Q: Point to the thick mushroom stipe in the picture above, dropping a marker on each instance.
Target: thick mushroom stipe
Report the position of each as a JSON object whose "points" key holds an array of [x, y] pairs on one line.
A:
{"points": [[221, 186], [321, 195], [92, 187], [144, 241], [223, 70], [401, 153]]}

> _PROBLEM REQUIREMENTS_
Each of the records above is to be copied exactly.

> _WRITTEN SOLUTION_
Q: Point to the thick mushroom stipe in the picture above, dropping a marker on each instance.
Target: thick mushroom stipe
Report the position of each as a JSON object whose "points" key holds an array of [x, y] pairs on one line.
A:
{"points": [[221, 186], [321, 195], [92, 187], [144, 241], [223, 70], [401, 153]]}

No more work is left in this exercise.